REQUIREMENT: Shift every pin coordinate by -45 and write out all the data from the line with "target | dark water" through the end, keeping every line in place.

INPUT MATERIAL:

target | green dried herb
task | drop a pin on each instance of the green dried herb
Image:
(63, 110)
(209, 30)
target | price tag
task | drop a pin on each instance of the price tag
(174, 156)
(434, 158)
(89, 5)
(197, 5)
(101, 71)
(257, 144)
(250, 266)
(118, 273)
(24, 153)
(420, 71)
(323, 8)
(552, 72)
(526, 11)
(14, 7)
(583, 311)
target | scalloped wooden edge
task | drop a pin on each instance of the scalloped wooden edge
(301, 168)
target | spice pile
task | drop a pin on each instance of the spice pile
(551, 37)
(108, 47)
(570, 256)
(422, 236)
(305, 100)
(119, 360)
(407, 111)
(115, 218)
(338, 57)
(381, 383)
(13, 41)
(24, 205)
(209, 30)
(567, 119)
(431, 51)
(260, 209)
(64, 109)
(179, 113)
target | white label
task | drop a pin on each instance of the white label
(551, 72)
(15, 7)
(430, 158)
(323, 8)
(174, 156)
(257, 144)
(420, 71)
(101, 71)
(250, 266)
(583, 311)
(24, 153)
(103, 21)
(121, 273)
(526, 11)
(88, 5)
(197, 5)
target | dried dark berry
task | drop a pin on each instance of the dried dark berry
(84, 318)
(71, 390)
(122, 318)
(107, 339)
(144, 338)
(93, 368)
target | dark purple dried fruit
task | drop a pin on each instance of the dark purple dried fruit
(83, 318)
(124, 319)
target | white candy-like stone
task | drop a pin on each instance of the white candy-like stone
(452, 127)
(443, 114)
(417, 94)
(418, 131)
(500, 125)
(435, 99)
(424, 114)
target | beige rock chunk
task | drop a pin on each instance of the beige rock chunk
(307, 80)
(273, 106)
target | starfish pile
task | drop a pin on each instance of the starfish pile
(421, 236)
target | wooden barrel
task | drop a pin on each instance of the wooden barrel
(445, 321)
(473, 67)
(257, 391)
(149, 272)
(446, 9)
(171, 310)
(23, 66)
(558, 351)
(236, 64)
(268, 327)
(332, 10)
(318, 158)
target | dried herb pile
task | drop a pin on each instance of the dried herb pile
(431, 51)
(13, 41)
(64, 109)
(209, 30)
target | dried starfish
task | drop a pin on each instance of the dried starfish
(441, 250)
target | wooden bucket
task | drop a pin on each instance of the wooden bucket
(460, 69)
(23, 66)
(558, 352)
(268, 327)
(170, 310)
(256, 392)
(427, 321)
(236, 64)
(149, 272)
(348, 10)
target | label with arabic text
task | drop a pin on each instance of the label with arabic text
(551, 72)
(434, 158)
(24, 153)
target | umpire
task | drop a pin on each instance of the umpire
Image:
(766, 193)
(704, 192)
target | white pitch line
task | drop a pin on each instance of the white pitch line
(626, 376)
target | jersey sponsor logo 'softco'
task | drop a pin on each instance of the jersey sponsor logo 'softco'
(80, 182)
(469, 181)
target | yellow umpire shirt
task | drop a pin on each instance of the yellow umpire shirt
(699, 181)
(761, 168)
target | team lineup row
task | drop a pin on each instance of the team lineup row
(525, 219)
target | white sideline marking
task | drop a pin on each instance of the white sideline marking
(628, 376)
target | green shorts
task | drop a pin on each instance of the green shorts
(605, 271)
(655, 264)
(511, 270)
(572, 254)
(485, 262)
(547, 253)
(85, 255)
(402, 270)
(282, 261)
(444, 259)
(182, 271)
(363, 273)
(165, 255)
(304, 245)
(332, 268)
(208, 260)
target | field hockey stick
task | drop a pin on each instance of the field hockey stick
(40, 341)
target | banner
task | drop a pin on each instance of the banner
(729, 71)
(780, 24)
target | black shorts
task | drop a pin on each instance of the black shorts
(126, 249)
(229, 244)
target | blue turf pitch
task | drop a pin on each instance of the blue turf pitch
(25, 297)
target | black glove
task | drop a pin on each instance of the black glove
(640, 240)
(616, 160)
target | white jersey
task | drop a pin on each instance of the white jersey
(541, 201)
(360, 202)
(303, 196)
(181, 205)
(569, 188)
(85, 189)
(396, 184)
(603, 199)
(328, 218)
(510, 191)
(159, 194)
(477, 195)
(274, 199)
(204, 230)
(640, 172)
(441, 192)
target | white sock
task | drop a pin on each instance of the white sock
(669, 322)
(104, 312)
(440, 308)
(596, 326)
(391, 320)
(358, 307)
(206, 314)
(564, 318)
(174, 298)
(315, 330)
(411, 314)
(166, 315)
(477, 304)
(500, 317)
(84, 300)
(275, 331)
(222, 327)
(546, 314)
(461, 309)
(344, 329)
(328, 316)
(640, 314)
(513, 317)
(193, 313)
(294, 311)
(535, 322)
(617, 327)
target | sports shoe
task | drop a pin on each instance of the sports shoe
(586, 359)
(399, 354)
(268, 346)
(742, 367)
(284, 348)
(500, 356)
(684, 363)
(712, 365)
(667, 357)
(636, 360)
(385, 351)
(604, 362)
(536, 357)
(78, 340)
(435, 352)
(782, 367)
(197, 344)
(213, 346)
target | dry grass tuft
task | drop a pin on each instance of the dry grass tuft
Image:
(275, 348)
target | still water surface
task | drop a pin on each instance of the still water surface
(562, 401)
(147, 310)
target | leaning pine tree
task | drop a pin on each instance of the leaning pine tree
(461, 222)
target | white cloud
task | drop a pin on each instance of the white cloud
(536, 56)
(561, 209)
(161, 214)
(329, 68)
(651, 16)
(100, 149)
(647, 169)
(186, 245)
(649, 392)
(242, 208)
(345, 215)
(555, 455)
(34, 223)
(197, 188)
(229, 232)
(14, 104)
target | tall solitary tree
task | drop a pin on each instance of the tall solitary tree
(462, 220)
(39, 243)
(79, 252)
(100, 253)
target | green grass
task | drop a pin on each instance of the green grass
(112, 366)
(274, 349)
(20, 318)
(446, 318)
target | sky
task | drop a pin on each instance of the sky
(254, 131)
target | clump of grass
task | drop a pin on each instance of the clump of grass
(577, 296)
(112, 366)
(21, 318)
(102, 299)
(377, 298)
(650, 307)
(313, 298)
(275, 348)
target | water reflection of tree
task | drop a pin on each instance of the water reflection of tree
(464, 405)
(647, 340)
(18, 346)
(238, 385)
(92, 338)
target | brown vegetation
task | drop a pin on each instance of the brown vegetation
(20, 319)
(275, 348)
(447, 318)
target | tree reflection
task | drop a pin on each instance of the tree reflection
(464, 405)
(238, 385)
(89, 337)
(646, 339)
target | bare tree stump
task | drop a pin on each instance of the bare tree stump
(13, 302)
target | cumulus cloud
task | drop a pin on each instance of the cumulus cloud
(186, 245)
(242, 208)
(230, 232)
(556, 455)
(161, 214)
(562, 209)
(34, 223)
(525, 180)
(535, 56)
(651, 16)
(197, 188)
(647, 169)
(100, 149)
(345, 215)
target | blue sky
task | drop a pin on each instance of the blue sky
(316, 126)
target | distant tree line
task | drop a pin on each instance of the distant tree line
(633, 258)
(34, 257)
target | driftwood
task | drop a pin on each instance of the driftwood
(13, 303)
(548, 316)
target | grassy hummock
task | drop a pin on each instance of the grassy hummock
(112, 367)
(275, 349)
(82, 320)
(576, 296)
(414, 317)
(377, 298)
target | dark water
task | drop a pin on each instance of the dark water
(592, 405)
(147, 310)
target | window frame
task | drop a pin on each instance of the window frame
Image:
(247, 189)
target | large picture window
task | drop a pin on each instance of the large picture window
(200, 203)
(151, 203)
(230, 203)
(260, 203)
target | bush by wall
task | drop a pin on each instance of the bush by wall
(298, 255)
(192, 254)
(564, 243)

CORRECT OUTPUT:
target | dark water
task | drop a pin on each instance of the dark water
(547, 360)
(102, 265)
target | window frame
task | drop a pin on each instance of the window frame
Image:
(202, 144)
target | large picture window
task | drop a pin on each instance of the large picture window
(155, 158)
(106, 158)
(185, 158)
(215, 158)
target | bush by wall
task | drop a pin on each instance of the bush by wall
(253, 210)
(147, 209)
(519, 198)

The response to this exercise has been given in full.